Aufgabe |
Kopieren Sie den Text über das Amateurboxen vollständig und ohne jede Änderung.

Natürlich ist das allgemeine Niveau bei Deutschlands Amateurboxern niedriger als beispielsweise in Kuba, Russland etc. Dennoch gibt es selbst in Deutschland genug Amateurboxer, die fintieren und taktieren. Das Amateurboxen pauschal zu wilden Schlagwechseln zu degradieren ist oberflächlich und wird der Schwere dieses Sports nicht gerecht.
Viele Aktionen laufen ineinander über, erscheinen hektisch oder wild. Dennoch basiert die Mehrheit auf Finten und vorbereitenden Handlungen. Es gibt sogar sportwissenschaftliche Untersuchungen, die sich intensiv mit Finten im Amateurboxsport beschäftigt haben und selbst ein „durchschnittlicher“ Kampf bei der Olympiade kam auf ca. 100 und mehr Finten pro Runde. Was also oft wie ein wilder Schlagwechsel scheinen mag, ist das Ergebnis unzählig einstudierter Bewegungsabläufe, Aktionen, Boxschulübungen u.s.w.

Datenauszug |
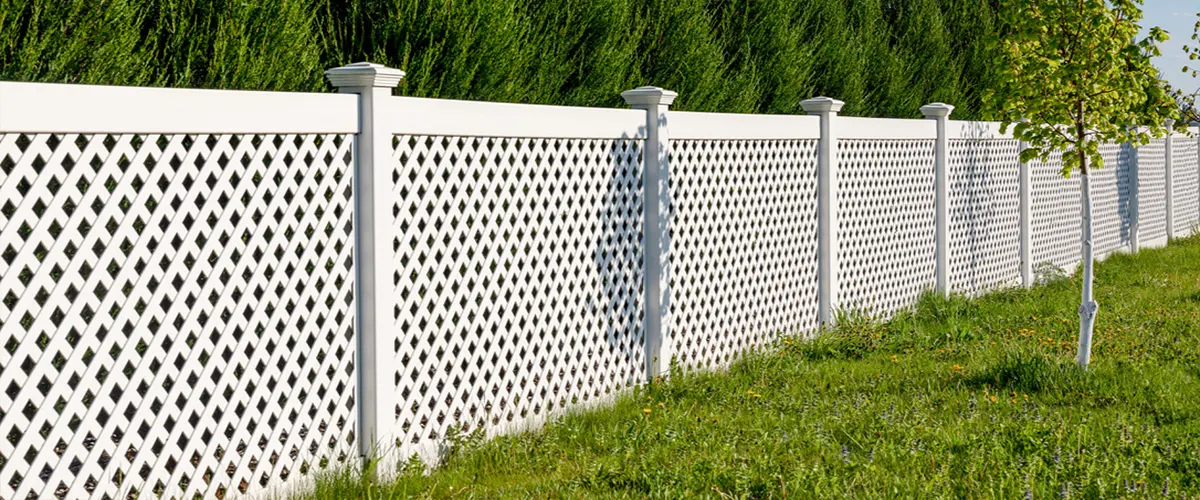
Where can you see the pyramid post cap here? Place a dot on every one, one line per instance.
(936, 109)
(364, 74)
(821, 104)
(649, 96)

Antwortbereich |
Natürlich ist das allgemeine Niveau bei Deutschlands Amateurboxern niedriger als beispielsweise in Kuba, Russland etc. Dennoch gibt es selbst in Deutschland genug Amateurboxer, die fintieren und taktieren. Das Amateurboxen pauschal zu wilden Schlagwechseln zu degradieren ist oberflächlich und wird der Schwere dieses Sports nicht gerecht.
Viele Aktionen laufen ineinander über, erscheinen hektisch oder wild. Dennoch basiert die Mehrheit auf Finten und vorbereitenden Handlungen. Es gibt sogar sportwissenschaftliche Untersuchungen, die sich intensiv mit Finten im Amateurboxsport beschäftigt haben und selbst ein „durchschnittlicher“ Kampf bei der Olympiade kam auf ca. 100 und mehr Finten pro Runde. Was also oft wie ein wilder Schlagwechsel scheinen mag, ist das Ergebnis unzählig einstudierter Bewegungsabläufe, Aktionen, Boxschulübungen u.s.w.